Stated goal: Copy the part of the listing that opens with the line containing "point like [363,147]." and closes with the last line of the listing, reproducing each line without change.
-- Start Input records --
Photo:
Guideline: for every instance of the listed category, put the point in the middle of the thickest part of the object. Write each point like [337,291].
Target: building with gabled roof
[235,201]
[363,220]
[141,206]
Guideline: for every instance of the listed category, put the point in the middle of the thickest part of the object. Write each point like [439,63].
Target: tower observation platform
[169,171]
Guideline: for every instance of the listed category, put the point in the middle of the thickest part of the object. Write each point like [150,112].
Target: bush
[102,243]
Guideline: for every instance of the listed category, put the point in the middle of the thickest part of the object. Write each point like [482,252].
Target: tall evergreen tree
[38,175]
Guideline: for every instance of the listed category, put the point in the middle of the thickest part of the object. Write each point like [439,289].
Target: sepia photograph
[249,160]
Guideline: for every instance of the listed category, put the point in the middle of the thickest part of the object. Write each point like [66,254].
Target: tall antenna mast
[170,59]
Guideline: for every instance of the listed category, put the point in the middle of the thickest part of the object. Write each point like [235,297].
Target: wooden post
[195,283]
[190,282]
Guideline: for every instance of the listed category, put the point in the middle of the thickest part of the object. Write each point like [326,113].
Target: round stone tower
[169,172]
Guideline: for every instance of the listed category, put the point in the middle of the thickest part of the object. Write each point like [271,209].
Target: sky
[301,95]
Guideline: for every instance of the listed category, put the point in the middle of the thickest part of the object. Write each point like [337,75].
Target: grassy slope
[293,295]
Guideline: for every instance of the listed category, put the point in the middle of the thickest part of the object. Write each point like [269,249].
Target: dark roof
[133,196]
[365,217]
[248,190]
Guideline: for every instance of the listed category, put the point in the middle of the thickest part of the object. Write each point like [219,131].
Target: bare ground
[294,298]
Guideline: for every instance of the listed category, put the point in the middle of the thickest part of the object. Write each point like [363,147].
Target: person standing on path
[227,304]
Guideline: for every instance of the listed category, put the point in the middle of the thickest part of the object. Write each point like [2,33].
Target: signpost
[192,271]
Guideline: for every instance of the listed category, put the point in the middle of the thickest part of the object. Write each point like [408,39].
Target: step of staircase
-- End Input records --
Finished exercise:
Guideline: for every instance of the listed category, put the point in the middle of the thickest part of the object. Write each point like [363,147].
Target: person standing on path
[227,304]
Guideline: for every instance of the listed category, put the point in the middle of the thickest part of the object. Write each point like [2,33].
Target: signpost
[192,271]
Guideline: for every instance of the listed category, put the point in the middle of the thickest part of the object. Write each point like [408,39].
Target: step of staircase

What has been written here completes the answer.